# TAREA PLANTEADA A:
Responde a partir del fragmento citado:
(i) ¿Con qué dos adjetivos se describe el aeropuerto donde tomaron tierra?
(ii) ¿En qué lengua habló el botones que felicitó al narrador por la ubicación de su ventana?
(iii) ¿Qué tenía el narrador ante sí al descorrer las cortinas?
# TAREA PLANTEADA B:
Presenta como tabla Markdown, con las columnas Número y Línea y sin las líneas en blanco, solo las líneas del listado que van desde la que contiene "Might I trouble you for the coordinates of the tan", incluida, hasta el final del listado.

Lo cierto es que en aquellos momentos casi me sentí culpable de haber percibido el temblor de una frontera entre dos mundos, como debieron sentirse quienes se atrevieran a adentrarse en el territorio de los hiperbóreos en busca del castillo en espiral. Después entramos en la niebla y tomamos tierra en un aeropuerto tan nevado y fantasmal como nos parecen siempre a la gente de los países mediterráneos los lugares del Norte.

Al día siguiente, por la mañana temprano, descorrí las cortinas en busca del Danubio al que debía dar mi ventana y por cuya ubicación me había felicitado un atento botones en correcto castellano: nada. Ante mí tenía uno de los historiados bastiones del barrio del Castillo y detrás sólo había una especie de ciclorama blanco de cielo a tierra; todo estaba nevado y me sentí ante un decorado de ópera magnífico y vacío. No era un sentimiento de desolación sino de pérdida el que se adueñó de mí, así que me aventuré en seguida entre la nieve y la niebla, dispuesto a descender desde Buda hasta el río: si daba con él, tomaría el eje de la ciudad; mientras tanto, la sensación de ajenidad permanecía; la vida debía estar en algún lugar detrás de aquel ciclorama blanco.

# LISTADO DE TRABAJO:

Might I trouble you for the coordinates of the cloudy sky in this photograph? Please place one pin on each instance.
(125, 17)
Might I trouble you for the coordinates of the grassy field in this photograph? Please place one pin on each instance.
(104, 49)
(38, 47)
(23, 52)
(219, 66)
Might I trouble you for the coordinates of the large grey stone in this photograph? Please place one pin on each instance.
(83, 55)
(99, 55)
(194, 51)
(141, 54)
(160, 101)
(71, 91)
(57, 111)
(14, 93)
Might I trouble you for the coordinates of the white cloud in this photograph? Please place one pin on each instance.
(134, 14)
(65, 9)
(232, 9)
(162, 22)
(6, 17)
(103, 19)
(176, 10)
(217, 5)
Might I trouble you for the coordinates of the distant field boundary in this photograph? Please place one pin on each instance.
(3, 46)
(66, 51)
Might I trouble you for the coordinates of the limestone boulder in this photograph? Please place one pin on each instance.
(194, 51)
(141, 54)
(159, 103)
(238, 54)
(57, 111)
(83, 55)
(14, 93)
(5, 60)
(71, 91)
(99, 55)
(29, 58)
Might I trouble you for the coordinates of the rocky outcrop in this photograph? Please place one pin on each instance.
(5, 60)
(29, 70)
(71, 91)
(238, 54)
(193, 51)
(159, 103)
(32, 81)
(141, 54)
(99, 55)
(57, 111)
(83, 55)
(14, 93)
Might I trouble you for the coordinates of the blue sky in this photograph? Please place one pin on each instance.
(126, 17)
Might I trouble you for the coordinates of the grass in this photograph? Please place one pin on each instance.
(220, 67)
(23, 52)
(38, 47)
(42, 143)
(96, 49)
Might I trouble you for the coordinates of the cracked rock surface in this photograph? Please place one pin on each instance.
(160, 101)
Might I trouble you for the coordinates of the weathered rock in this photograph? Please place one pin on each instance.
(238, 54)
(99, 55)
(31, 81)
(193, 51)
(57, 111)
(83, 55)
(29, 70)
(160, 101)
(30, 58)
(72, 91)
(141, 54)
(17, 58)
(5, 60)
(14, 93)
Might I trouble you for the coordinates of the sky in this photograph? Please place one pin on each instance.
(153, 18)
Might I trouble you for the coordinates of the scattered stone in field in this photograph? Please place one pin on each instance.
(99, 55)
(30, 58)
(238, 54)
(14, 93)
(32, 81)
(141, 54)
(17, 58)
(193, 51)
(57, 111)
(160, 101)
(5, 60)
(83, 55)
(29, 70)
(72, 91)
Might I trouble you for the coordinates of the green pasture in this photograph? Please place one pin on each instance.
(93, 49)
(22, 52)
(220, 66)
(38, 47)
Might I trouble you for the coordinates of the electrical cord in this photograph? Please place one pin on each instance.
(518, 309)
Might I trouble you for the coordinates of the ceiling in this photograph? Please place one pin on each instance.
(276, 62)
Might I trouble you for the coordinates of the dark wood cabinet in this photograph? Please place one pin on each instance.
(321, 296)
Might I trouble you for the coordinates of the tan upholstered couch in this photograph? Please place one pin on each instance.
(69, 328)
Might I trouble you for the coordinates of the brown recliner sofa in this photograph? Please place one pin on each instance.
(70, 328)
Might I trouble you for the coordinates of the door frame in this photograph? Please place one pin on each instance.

# RESPUESTA A:
(i) Nevado y fantasmal.
(ii) En correcto castellano.
(iii) Uno de los historiados bastiones del barrio del Castillo, y detrás solo una especie de ciclorama blanco de cielo a tierra.

# RESPUESTA B:
| Número | Línea |
|---|---|
| 1 | Might I trouble you for the coordinates of the tan upholstered couch in this photograph? Please place one pin on each instance. |
| 2 | (69, 328) |
| 3 | Might I trouble you for the coordinates of the brown recliner sofa in this photograph? Please place one pin on each instance. |
| 4 | (70, 328) |
| 5 | Might I trouble you for the coordinates of the door frame in this photograph? Please place one pin on each instance. |